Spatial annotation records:
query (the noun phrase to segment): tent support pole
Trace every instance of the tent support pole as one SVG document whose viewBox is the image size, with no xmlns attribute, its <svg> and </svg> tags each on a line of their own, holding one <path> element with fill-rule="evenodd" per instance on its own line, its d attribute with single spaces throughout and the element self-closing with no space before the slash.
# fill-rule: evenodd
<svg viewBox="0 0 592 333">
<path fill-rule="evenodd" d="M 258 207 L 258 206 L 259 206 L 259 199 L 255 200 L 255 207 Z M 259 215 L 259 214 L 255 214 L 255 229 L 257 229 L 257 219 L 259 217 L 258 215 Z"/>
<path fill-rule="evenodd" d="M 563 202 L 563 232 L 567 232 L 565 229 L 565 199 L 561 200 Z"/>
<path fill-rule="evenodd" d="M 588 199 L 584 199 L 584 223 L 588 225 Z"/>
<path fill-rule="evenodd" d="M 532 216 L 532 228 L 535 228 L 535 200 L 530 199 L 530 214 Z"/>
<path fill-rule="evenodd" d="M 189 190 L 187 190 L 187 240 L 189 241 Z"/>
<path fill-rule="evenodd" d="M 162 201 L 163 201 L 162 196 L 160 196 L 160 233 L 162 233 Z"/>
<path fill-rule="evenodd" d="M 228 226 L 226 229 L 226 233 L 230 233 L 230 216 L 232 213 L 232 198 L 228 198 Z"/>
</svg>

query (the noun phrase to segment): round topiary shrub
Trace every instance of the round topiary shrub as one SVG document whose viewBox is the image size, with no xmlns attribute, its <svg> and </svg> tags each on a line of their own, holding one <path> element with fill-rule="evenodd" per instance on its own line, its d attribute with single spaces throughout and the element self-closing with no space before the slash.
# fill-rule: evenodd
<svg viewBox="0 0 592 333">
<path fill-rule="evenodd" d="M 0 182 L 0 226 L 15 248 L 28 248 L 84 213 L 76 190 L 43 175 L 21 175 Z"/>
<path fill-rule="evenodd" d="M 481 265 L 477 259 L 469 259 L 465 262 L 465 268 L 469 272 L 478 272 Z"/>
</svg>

-- Exercise --
Rescale the part of the records that opens with the line containing "query (the noun phrase to segment): round" and runs through the end of the records, both ends included. Reproduce every line, requests unchanged, but multiply each number in the SVG markup (viewBox values and path coordinates) by 2.3 and round to whole numbers with halves rounded up.

-- Reply --
query (the noun phrase to segment): round topiary shrub
Trace every instance of the round topiary shrub as one SVG document whose viewBox is the image size, with no xmlns attribute, its <svg> and </svg> tags each on a line of their own, holding one <path> element with fill-rule="evenodd" per instance on its own line, its d attribute with single spaces throughout and the element self-closing with no space before the slash.
# fill-rule: evenodd
<svg viewBox="0 0 1362 766">
<path fill-rule="evenodd" d="M 0 419 L 0 520 L 35 570 L 64 570 L 193 490 L 175 437 L 99 403 L 48 403 Z"/>
<path fill-rule="evenodd" d="M 1106 610 L 1097 596 L 1079 596 L 1070 603 L 1070 616 L 1079 626 L 1099 626 Z"/>
</svg>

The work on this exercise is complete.